TASK REQUIREMENTS :: Render the data from its first line through the line containing "Find: copper coin" as a Markdown table, with a column "Row" for the row number and a column "Line" for the line itself. Leave out blank lines and pictures.

EXTRACTED MATERIAL ::
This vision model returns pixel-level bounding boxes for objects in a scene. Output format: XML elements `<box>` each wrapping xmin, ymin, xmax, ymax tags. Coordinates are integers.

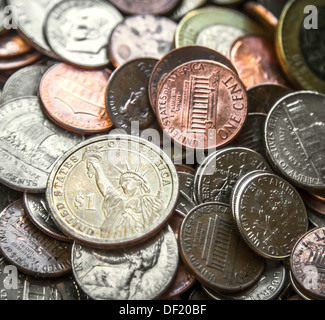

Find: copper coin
<box><xmin>229</xmin><ymin>35</ymin><xmax>288</xmax><ymax>88</ymax></box>
<box><xmin>108</xmin><ymin>14</ymin><xmax>177</xmax><ymax>67</ymax></box>
<box><xmin>149</xmin><ymin>45</ymin><xmax>237</xmax><ymax>112</ymax></box>
<box><xmin>157</xmin><ymin>60</ymin><xmax>247</xmax><ymax>150</ymax></box>
<box><xmin>247</xmin><ymin>83</ymin><xmax>292</xmax><ymax>114</ymax></box>
<box><xmin>40</xmin><ymin>63</ymin><xmax>113</xmax><ymax>134</ymax></box>
<box><xmin>179</xmin><ymin>202</ymin><xmax>265</xmax><ymax>292</ymax></box>
<box><xmin>0</xmin><ymin>199</ymin><xmax>72</xmax><ymax>277</ymax></box>
<box><xmin>0</xmin><ymin>31</ymin><xmax>32</xmax><ymax>58</ymax></box>
<box><xmin>106</xmin><ymin>0</ymin><xmax>180</xmax><ymax>15</ymax></box>
<box><xmin>290</xmin><ymin>227</ymin><xmax>325</xmax><ymax>300</ymax></box>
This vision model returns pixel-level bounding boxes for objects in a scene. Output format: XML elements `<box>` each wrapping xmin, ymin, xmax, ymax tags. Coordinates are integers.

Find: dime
<box><xmin>2</xmin><ymin>65</ymin><xmax>48</xmax><ymax>102</ymax></box>
<box><xmin>108</xmin><ymin>14</ymin><xmax>177</xmax><ymax>67</ymax></box>
<box><xmin>229</xmin><ymin>35</ymin><xmax>289</xmax><ymax>88</ymax></box>
<box><xmin>105</xmin><ymin>58</ymin><xmax>159</xmax><ymax>135</ymax></box>
<box><xmin>24</xmin><ymin>192</ymin><xmax>71</xmax><ymax>241</ymax></box>
<box><xmin>109</xmin><ymin>0</ymin><xmax>179</xmax><ymax>15</ymax></box>
<box><xmin>276</xmin><ymin>0</ymin><xmax>325</xmax><ymax>93</ymax></box>
<box><xmin>44</xmin><ymin>0</ymin><xmax>123</xmax><ymax>68</ymax></box>
<box><xmin>179</xmin><ymin>202</ymin><xmax>264</xmax><ymax>292</ymax></box>
<box><xmin>290</xmin><ymin>227</ymin><xmax>325</xmax><ymax>300</ymax></box>
<box><xmin>195</xmin><ymin>147</ymin><xmax>271</xmax><ymax>204</ymax></box>
<box><xmin>157</xmin><ymin>60</ymin><xmax>247</xmax><ymax>150</ymax></box>
<box><xmin>175</xmin><ymin>7</ymin><xmax>264</xmax><ymax>56</ymax></box>
<box><xmin>231</xmin><ymin>171</ymin><xmax>308</xmax><ymax>260</ymax></box>
<box><xmin>46</xmin><ymin>135</ymin><xmax>179</xmax><ymax>248</ymax></box>
<box><xmin>39</xmin><ymin>63</ymin><xmax>113</xmax><ymax>134</ymax></box>
<box><xmin>0</xmin><ymin>97</ymin><xmax>84</xmax><ymax>193</ymax></box>
<box><xmin>264</xmin><ymin>91</ymin><xmax>325</xmax><ymax>190</ymax></box>
<box><xmin>149</xmin><ymin>45</ymin><xmax>237</xmax><ymax>113</ymax></box>
<box><xmin>72</xmin><ymin>227</ymin><xmax>179</xmax><ymax>300</ymax></box>
<box><xmin>0</xmin><ymin>200</ymin><xmax>71</xmax><ymax>277</ymax></box>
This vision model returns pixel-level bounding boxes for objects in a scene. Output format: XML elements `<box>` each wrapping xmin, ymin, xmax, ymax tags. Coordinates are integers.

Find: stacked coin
<box><xmin>0</xmin><ymin>0</ymin><xmax>325</xmax><ymax>300</ymax></box>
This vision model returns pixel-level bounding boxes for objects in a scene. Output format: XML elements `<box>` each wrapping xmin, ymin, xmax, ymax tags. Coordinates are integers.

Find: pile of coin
<box><xmin>0</xmin><ymin>0</ymin><xmax>325</xmax><ymax>300</ymax></box>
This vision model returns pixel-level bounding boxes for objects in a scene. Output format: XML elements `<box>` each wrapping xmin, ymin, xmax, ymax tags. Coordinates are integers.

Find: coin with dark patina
<box><xmin>72</xmin><ymin>227</ymin><xmax>179</xmax><ymax>300</ymax></box>
<box><xmin>105</xmin><ymin>58</ymin><xmax>159</xmax><ymax>134</ymax></box>
<box><xmin>39</xmin><ymin>63</ymin><xmax>113</xmax><ymax>134</ymax></box>
<box><xmin>108</xmin><ymin>14</ymin><xmax>177</xmax><ymax>67</ymax></box>
<box><xmin>179</xmin><ymin>202</ymin><xmax>264</xmax><ymax>292</ymax></box>
<box><xmin>229</xmin><ymin>35</ymin><xmax>290</xmax><ymax>88</ymax></box>
<box><xmin>157</xmin><ymin>60</ymin><xmax>247</xmax><ymax>150</ymax></box>
<box><xmin>0</xmin><ymin>199</ymin><xmax>71</xmax><ymax>277</ymax></box>
<box><xmin>231</xmin><ymin>171</ymin><xmax>308</xmax><ymax>260</ymax></box>
<box><xmin>264</xmin><ymin>91</ymin><xmax>325</xmax><ymax>190</ymax></box>
<box><xmin>290</xmin><ymin>227</ymin><xmax>325</xmax><ymax>300</ymax></box>
<box><xmin>149</xmin><ymin>45</ymin><xmax>237</xmax><ymax>112</ymax></box>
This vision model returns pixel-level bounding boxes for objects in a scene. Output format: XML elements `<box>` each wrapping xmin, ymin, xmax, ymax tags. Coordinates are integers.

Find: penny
<box><xmin>179</xmin><ymin>202</ymin><xmax>265</xmax><ymax>292</ymax></box>
<box><xmin>0</xmin><ymin>31</ymin><xmax>32</xmax><ymax>58</ymax></box>
<box><xmin>290</xmin><ymin>227</ymin><xmax>325</xmax><ymax>300</ymax></box>
<box><xmin>175</xmin><ymin>7</ymin><xmax>264</xmax><ymax>56</ymax></box>
<box><xmin>108</xmin><ymin>14</ymin><xmax>177</xmax><ymax>67</ymax></box>
<box><xmin>157</xmin><ymin>60</ymin><xmax>247</xmax><ymax>150</ymax></box>
<box><xmin>105</xmin><ymin>58</ymin><xmax>159</xmax><ymax>135</ymax></box>
<box><xmin>2</xmin><ymin>65</ymin><xmax>47</xmax><ymax>102</ymax></box>
<box><xmin>229</xmin><ymin>35</ymin><xmax>289</xmax><ymax>88</ymax></box>
<box><xmin>0</xmin><ymin>200</ymin><xmax>71</xmax><ymax>277</ymax></box>
<box><xmin>44</xmin><ymin>0</ymin><xmax>123</xmax><ymax>68</ymax></box>
<box><xmin>46</xmin><ymin>135</ymin><xmax>179</xmax><ymax>248</ymax></box>
<box><xmin>265</xmin><ymin>91</ymin><xmax>325</xmax><ymax>190</ymax></box>
<box><xmin>39</xmin><ymin>63</ymin><xmax>113</xmax><ymax>134</ymax></box>
<box><xmin>24</xmin><ymin>192</ymin><xmax>71</xmax><ymax>241</ymax></box>
<box><xmin>203</xmin><ymin>259</ymin><xmax>289</xmax><ymax>301</ymax></box>
<box><xmin>231</xmin><ymin>171</ymin><xmax>308</xmax><ymax>260</ymax></box>
<box><xmin>72</xmin><ymin>227</ymin><xmax>179</xmax><ymax>300</ymax></box>
<box><xmin>276</xmin><ymin>0</ymin><xmax>325</xmax><ymax>93</ymax></box>
<box><xmin>194</xmin><ymin>147</ymin><xmax>271</xmax><ymax>204</ymax></box>
<box><xmin>110</xmin><ymin>0</ymin><xmax>179</xmax><ymax>15</ymax></box>
<box><xmin>247</xmin><ymin>83</ymin><xmax>292</xmax><ymax>114</ymax></box>
<box><xmin>0</xmin><ymin>97</ymin><xmax>84</xmax><ymax>193</ymax></box>
<box><xmin>149</xmin><ymin>45</ymin><xmax>237</xmax><ymax>113</ymax></box>
<box><xmin>7</xmin><ymin>0</ymin><xmax>60</xmax><ymax>58</ymax></box>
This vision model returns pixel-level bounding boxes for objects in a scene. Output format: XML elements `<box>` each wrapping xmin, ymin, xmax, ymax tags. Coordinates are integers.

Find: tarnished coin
<box><xmin>72</xmin><ymin>227</ymin><xmax>179</xmax><ymax>300</ymax></box>
<box><xmin>2</xmin><ymin>65</ymin><xmax>48</xmax><ymax>102</ymax></box>
<box><xmin>229</xmin><ymin>34</ymin><xmax>290</xmax><ymax>88</ymax></box>
<box><xmin>276</xmin><ymin>0</ymin><xmax>325</xmax><ymax>93</ymax></box>
<box><xmin>264</xmin><ymin>91</ymin><xmax>325</xmax><ymax>190</ymax></box>
<box><xmin>0</xmin><ymin>199</ymin><xmax>71</xmax><ymax>277</ymax></box>
<box><xmin>109</xmin><ymin>0</ymin><xmax>180</xmax><ymax>15</ymax></box>
<box><xmin>179</xmin><ymin>202</ymin><xmax>264</xmax><ymax>292</ymax></box>
<box><xmin>108</xmin><ymin>14</ymin><xmax>177</xmax><ymax>67</ymax></box>
<box><xmin>175</xmin><ymin>7</ymin><xmax>264</xmax><ymax>56</ymax></box>
<box><xmin>149</xmin><ymin>45</ymin><xmax>237</xmax><ymax>113</ymax></box>
<box><xmin>105</xmin><ymin>58</ymin><xmax>159</xmax><ymax>135</ymax></box>
<box><xmin>290</xmin><ymin>227</ymin><xmax>325</xmax><ymax>300</ymax></box>
<box><xmin>44</xmin><ymin>0</ymin><xmax>123</xmax><ymax>68</ymax></box>
<box><xmin>46</xmin><ymin>135</ymin><xmax>179</xmax><ymax>248</ymax></box>
<box><xmin>24</xmin><ymin>192</ymin><xmax>71</xmax><ymax>241</ymax></box>
<box><xmin>0</xmin><ymin>97</ymin><xmax>84</xmax><ymax>193</ymax></box>
<box><xmin>7</xmin><ymin>0</ymin><xmax>61</xmax><ymax>58</ymax></box>
<box><xmin>157</xmin><ymin>60</ymin><xmax>247</xmax><ymax>150</ymax></box>
<box><xmin>194</xmin><ymin>147</ymin><xmax>271</xmax><ymax>204</ymax></box>
<box><xmin>39</xmin><ymin>63</ymin><xmax>113</xmax><ymax>134</ymax></box>
<box><xmin>231</xmin><ymin>171</ymin><xmax>308</xmax><ymax>260</ymax></box>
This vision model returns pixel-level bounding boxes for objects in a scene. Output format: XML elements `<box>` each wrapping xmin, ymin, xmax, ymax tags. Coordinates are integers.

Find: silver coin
<box><xmin>7</xmin><ymin>0</ymin><xmax>61</xmax><ymax>58</ymax></box>
<box><xmin>264</xmin><ymin>91</ymin><xmax>325</xmax><ymax>190</ymax></box>
<box><xmin>195</xmin><ymin>147</ymin><xmax>271</xmax><ymax>204</ymax></box>
<box><xmin>44</xmin><ymin>0</ymin><xmax>123</xmax><ymax>67</ymax></box>
<box><xmin>2</xmin><ymin>65</ymin><xmax>48</xmax><ymax>103</ymax></box>
<box><xmin>72</xmin><ymin>227</ymin><xmax>179</xmax><ymax>300</ymax></box>
<box><xmin>0</xmin><ymin>97</ymin><xmax>84</xmax><ymax>193</ymax></box>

COMPLETE RESPONSE ::
| Row | Line |
|---|---|
| 1 | This vision model returns pixel-level bounding boxes for objects in a scene. Output format: XML elements `<box>` each wrapping xmin, ymin, xmax, ymax tags. Coordinates are integers. |
| 2 | Find: copper coin |